* **Texte fourni**
Désormais, en effet, le bénéfice de la théorie de l'acceptation des risques n'est plus admis pour les pratiquants sportifs. Cette position, qui conduit à notablement assouplir les conditions de recevabilité et d'indemnisation des victimes du fait de choses sous la garde de leurs concurrents au cours d'une compétition, emporte des incidences lourdes pour la plupart des organisateurs et des fédérations de sports faisant intervenir des objets, qu'ils s'agisse de véhicules, d'animaux ou d'instruments divers.

La première de ces incidences est le passage d'un régime de responsabilité pour faute à un régime de responsabilité sans faute. Cela signifie concrètement que les victimes n'auront plus à établir la faute du gardien de la chose à l'origine de leur dommage pour pouvoir être indemnisées. Ainsi, la mise en cause juridique des organisateurs d'événements sportifs présentant des risques et des fédérations, seuls soumis à une obligation d'assurance en responsabilité civile aux termes de l'article L. 321-1 du code du sport et en première ligne pour des raisons de solvabilité, sera plus systématique et plus fréquente.

La deuxième conséquence est l'extension de la nature des dommages sujets à réparation. S'ajoutent désormais aux préjudices couverts les dommages moraux et les dommages immatériels. Les indemnisations à payer par les organisateurs d'événements sportifs ou les fédérations s'en trouveront majorées d'autant.

La dernière incidence, liée aux deux premières, est naturellement financière, dès lors que les organisateurs d'événements sportifs et les fédérations devront faire face à un coût beaucoup plus élevé de leurs assurances. Du fait de l'impact de la responsabilité de plein droit sur la sinistralité, les primes d'assurance subiront immanquablement une augmentation très substantielle. D'ores et déjà, le 15 juin 2011, le conseil d'administration du groupement de réassurance pour les manifestations de sports mécaniques a décidé de réviser l'ensemble de ses dossiers de sinistres ouverts et de doubler l'encaissement annuel des primes auprès de ses souscripteurs, dans un délai maximum de cinq ans – soit une hausse annuelle de 20 %.

Il n'est pas exclu, dans de telles conditions, que certains souscripteurs ne soient plus en mesure d'honorer leurs échéances assurantielles et, par voie de conséquence, de continuer leur activité. Cela n'est pas souhaitable pour la diversité des pratiques sportives en France, compte tenu notamment de la popularité des disciplines plus particulièrement concernées.

Le texte dont nous débattons ce soir vise principalement à remédier à la déstabilisation du cadre de la responsabilité civile pour les activités physiques et sportives provoquée par le revirement jurisprudentiel de la Cour de cassation. Son objet est donc ciblé même si – j'y reviendrai – des compléments peuvent y être apportés.

* **Données affichées**
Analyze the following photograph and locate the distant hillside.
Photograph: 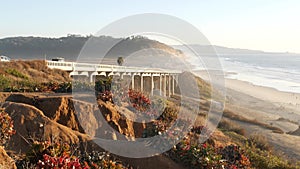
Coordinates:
[0,35,181,60]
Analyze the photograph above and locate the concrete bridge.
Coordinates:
[46,60,182,96]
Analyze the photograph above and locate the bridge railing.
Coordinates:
[46,60,181,74]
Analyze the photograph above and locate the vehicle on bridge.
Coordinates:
[0,55,10,62]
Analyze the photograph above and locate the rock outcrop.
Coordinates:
[0,146,17,169]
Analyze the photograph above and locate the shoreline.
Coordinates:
[221,79,300,160]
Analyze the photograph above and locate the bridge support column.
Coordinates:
[159,75,162,96]
[163,74,167,97]
[168,74,171,97]
[150,74,154,96]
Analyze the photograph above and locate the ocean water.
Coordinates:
[219,54,300,93]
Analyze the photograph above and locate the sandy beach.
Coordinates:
[225,79,300,160]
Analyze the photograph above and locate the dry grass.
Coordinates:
[218,119,246,136]
[0,60,70,83]
[223,109,284,134]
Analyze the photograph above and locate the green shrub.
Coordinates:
[248,134,272,151]
[0,109,16,146]
[245,146,299,169]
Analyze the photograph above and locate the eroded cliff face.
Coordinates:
[0,146,17,169]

* **Objectif**
Reprenez l'extrait sur la responsabilité civile dans le sport après sa dernière phrase et poursuivez-le.

* **Résultat**
Formellement, la proposition de loi introduit un nouvel article L. 321-3-1 dans le code du sport, afin de revenir à une règle de droit proche de celle antérieure à la jurisprudence du 4 novembre 2010. La nouvelle disposition législative permettra explicitement d'exclure du champ du régime de la responsabilité civile sans faute les dommages causés, à l'occasion de l'exercice d'une pratique sportive sur un lieu dévolu à celle-ci, par une chose dont les pratiquants ont la garde, à l'encontre d'autres pratiquants.

Cette règle spéciale en matière de responsabilité civile délictuelle, qui n'est pas sans rappeler le droit applicable dans de nombreux autres pays, s'imposera aux juridictions judiciaires. Elle permettra d'alléger la contrainte assurantielle des organisateurs d'activités et de manifestations sportives présentant des risques, sans pour autant priver les pratiquants de toute protection, le droit applicable étant celui de la responsabilité civile pour faute, comme avant l'arrêt du 4 novembre 2010.

En outre, l'exclusion de la responsabilité civile sans faute pour les pratiquants d'une activité sportive ne trouvera à s'appliquer que pour les dommages survenus à l'occasion d'une pratique dans un lieu réservé à cet effet de manière permanente ou temporaire. Le régime de la responsabilité sans faute sera, dès lors, de mise pour les accidents entre sportifs du fait d'une chose, en dehors des lieux prévus pour la pratique de leur discipline.

Ces modifications procèdent du bon sens. L'on ne saurait en effet tenir pour responsables, en dehors de toute faute de leur part, les organisateurs de pratiques sportives présentant des risques s'agissant des dommages intervenus entre pratiquants dans les enceintes mises à leur disposition pour s'entraîner ou concourir. Ces pratiquants, dès lors qu'ils s'engagent en connaissance de cause, assument les risques qu'ils prennent ; le législateur, en adoptant la disposition figurant dans cette proposition de loi, ne fera que prendre acte, sur le plan juridique, de cette évidence.

Le 31 janvier dernier, la commission des affaires culturelles et de l'éducation a souscrit à l'objectif recherché, sous réserve d'une clarification rédactionnelle du texte. Depuis, quelques amendements ont été déposés et ils ont fait l'objet d'un examen attentif lors de la réunion organisée au titre de l'article 88 de notre règlement.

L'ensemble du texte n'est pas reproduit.